→ **Exercise aim**:
Summarize the opinion piece on the Lumbee tribe and UNC-Pembroke in two sentences.

| 
Lumbees are an integral part of UNCP
By Shelly
Romero
Guest Writer
I am an enrolled
member of the Lumbee tribe
and am also on the Chancellor’s List at this university. I
believe in education as an opportunity and responsibility for creating
a better world for the next seven generations of children of all
races of people, and I am thankful to the Great Spirit for the talents
he has given all people to use for the Greater Good.
Yet as a Native
American, I find it disturbing to hear and read many of the attitudes,
and for lack of a better term, “ignorance” that abound
regarding the Lumbee tribe and its more that 44,000 enrolled members.
The Lumbee people make up the second largest Indian group in the
United States, surpassed only by the Navajo, a tribe of about 108,000.
The sweat, blood
and tears of Lumbees built UNC-Pembroke.
This university was founded by local Native Americans as the first
school at which we could receive formal education. This was due
to existing segregation, which resulted in Native Americans being
unwelcome and refused admittance to other educational institutions.
This system of exclusion resulted in a spiraling cycle of illiteracy
for a majority of Native Americans.
Knowing the
importance of education, Lumbees had the foresight to create an
institution that would provide higher education for our people so
that we could continue to teach the children of our community.
Thus, this university
was founded to counter racial discrimination. It has never been
about what someone “owes” the Lumbee people, beyond
the right to exist in equality - ideals espoused by the Declaration
of Independence, which stated that “all men are created equal.”
The reality
is that of 250 professors here at UNCP, only 11 are Native American.
Read it however you like; this is not equality.
I would love
to see the university implement the necessary policies to address
and triumph over its lack of minority professors, including –
but not limited to – Native American professors.

→ **Supplied material**:
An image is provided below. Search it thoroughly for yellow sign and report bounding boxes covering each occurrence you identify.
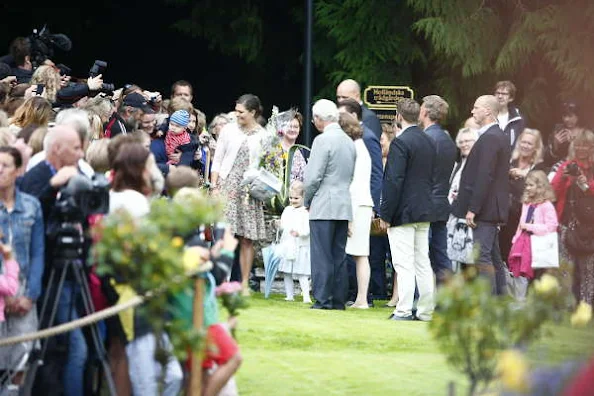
[363,85,415,110]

→ **The completed task**:
An enrolled member of the Lumbee tribe writes that the Lumbees, the second largest Indian group in the United States, founded UNC-Pembroke so that Native Americans could receive formal education at a time when segregation kept them out of other schools. Noting that only 11 of the university's 250 professors are Native American, the writer says this is not equality and calls for policies to address the lack of minority professors.